Collected data entries:
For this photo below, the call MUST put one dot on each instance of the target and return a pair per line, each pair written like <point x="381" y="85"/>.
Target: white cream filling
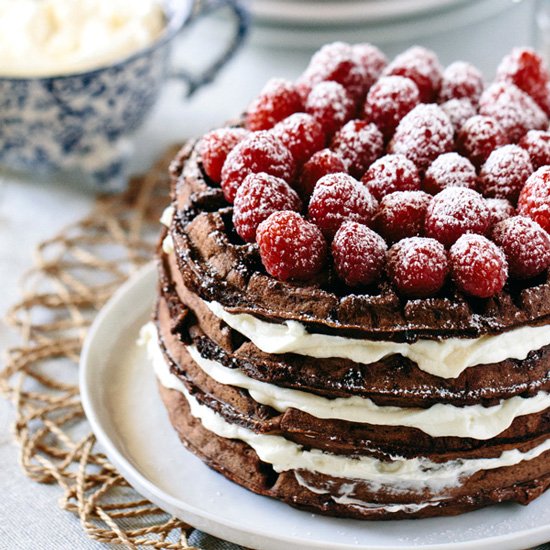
<point x="167" y="216"/>
<point x="284" y="455"/>
<point x="444" y="358"/>
<point x="168" y="244"/>
<point x="345" y="492"/>
<point x="439" y="420"/>
<point x="52" y="37"/>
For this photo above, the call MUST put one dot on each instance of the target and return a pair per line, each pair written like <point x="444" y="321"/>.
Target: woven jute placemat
<point x="74" y="274"/>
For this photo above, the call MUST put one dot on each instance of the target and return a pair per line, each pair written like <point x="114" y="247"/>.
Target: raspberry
<point x="389" y="100"/>
<point x="359" y="143"/>
<point x="331" y="105"/>
<point x="534" y="199"/>
<point x="525" y="244"/>
<point x="335" y="62"/>
<point x="301" y="134"/>
<point x="454" y="212"/>
<point x="478" y="266"/>
<point x="359" y="254"/>
<point x="421" y="66"/>
<point x="372" y="60"/>
<point x="504" y="173"/>
<point x="337" y="198"/>
<point x="259" y="152"/>
<point x="537" y="144"/>
<point x="402" y="214"/>
<point x="291" y="247"/>
<point x="278" y="99"/>
<point x="500" y="209"/>
<point x="461" y="80"/>
<point x="423" y="134"/>
<point x="449" y="170"/>
<point x="525" y="68"/>
<point x="391" y="173"/>
<point x="417" y="266"/>
<point x="515" y="110"/>
<point x="458" y="111"/>
<point x="214" y="148"/>
<point x="478" y="137"/>
<point x="257" y="198"/>
<point x="320" y="164"/>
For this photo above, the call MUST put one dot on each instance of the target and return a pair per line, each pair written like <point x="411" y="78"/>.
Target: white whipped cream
<point x="168" y="244"/>
<point x="345" y="493"/>
<point x="167" y="216"/>
<point x="439" y="420"/>
<point x="446" y="358"/>
<point x="399" y="473"/>
<point x="53" y="37"/>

[What you need to do] Please output all of the data exactly as given, omitting any images it holds.

[Solved problem]
For this photo below, the call MUST put one dot on each instance of the target and return a pair per line, each pair written like <point x="381" y="85"/>.
Target: white cream filling
<point x="167" y="216"/>
<point x="284" y="455"/>
<point x="444" y="358"/>
<point x="168" y="244"/>
<point x="345" y="492"/>
<point x="439" y="420"/>
<point x="52" y="37"/>
For this photo above, the call MUST put one dot on each instance of the target and return a pair per line, each pair written like <point x="444" y="321"/>.
Target: woven jute placemat
<point x="74" y="274"/>
For this photo above, the call MUST put one dot on each instance of the target and return a pair per line, each pair written like <point x="114" y="247"/>.
Target: raspberry
<point x="389" y="100"/>
<point x="359" y="143"/>
<point x="331" y="105"/>
<point x="534" y="199"/>
<point x="525" y="244"/>
<point x="335" y="62"/>
<point x="301" y="134"/>
<point x="454" y="212"/>
<point x="478" y="266"/>
<point x="359" y="254"/>
<point x="421" y="66"/>
<point x="372" y="60"/>
<point x="504" y="173"/>
<point x="337" y="198"/>
<point x="259" y="152"/>
<point x="537" y="144"/>
<point x="402" y="214"/>
<point x="291" y="247"/>
<point x="278" y="99"/>
<point x="500" y="209"/>
<point x="461" y="80"/>
<point x="423" y="134"/>
<point x="449" y="170"/>
<point x="525" y="68"/>
<point x="391" y="173"/>
<point x="417" y="266"/>
<point x="515" y="110"/>
<point x="458" y="111"/>
<point x="214" y="148"/>
<point x="478" y="137"/>
<point x="257" y="198"/>
<point x="320" y="164"/>
For this photo above, the call MUST put one dot on each instance of the target and return a pair per line, each pair written like <point x="411" y="78"/>.
Target: white whipped cream
<point x="168" y="244"/>
<point x="345" y="493"/>
<point x="167" y="216"/>
<point x="439" y="420"/>
<point x="446" y="358"/>
<point x="399" y="473"/>
<point x="53" y="37"/>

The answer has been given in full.